TASK MATERIAL ->
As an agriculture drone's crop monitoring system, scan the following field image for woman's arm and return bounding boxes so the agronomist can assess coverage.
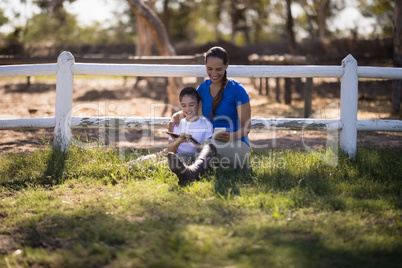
[235,102,251,139]
[214,102,251,142]
[168,111,184,132]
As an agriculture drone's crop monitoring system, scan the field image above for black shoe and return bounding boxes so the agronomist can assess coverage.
[167,153,196,182]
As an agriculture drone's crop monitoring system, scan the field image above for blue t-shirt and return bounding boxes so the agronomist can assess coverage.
[197,78,250,146]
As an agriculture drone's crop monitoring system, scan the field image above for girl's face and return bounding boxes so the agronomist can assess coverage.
[180,95,199,121]
[205,56,228,84]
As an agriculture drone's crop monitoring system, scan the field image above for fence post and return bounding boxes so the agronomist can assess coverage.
[340,54,358,157]
[54,51,74,152]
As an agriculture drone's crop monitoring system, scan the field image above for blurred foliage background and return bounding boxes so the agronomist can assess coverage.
[0,0,396,63]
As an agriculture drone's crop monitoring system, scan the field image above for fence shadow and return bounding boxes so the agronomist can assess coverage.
[74,78,170,102]
[3,83,56,94]
[8,199,402,267]
[0,145,67,192]
[42,147,67,185]
[314,80,392,99]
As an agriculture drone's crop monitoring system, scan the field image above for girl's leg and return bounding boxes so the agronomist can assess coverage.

TASK INSTRUCTIONS ->
Copy out the lines from the line containing "above for blue" to the end of the listing above, without alteration.

ANSWER TO THE PROBLEM ->
As an agriculture drone's crop monitoring system, scan the field image above for blue t-shirt and return bounding boxes so the agronomist can assess coverage.
[197,78,250,146]
As an agriculture drone's crop monitoring system, scan the field image above for girl's face and return bounding boxes so the agronomist can assess coverage.
[180,95,199,121]
[205,56,228,84]
As an agriculture drone's crop monitoring system, scan the field image above for fence post and return bounding boxes so the agronomist can assess coverage.
[340,54,358,157]
[54,51,74,152]
As an agriculture drone's crop monitoring system, scan the field image above for blurred foliage background and return bounding boxes so the agronomist can assess coverage.
[0,0,396,63]
As an agriculture drone's crop monitoring system, scan the field image above for fence shadow and return bounding boxes so the agronomist can assess coverage.
[74,78,170,102]
[3,83,56,94]
[8,199,402,267]
[0,145,67,192]
[42,147,67,185]
[314,80,392,99]
As an agriculture drone's crop monitoring system, scan the field image above for girl's leg and return bounding boxes so the agronomist can assess coverage.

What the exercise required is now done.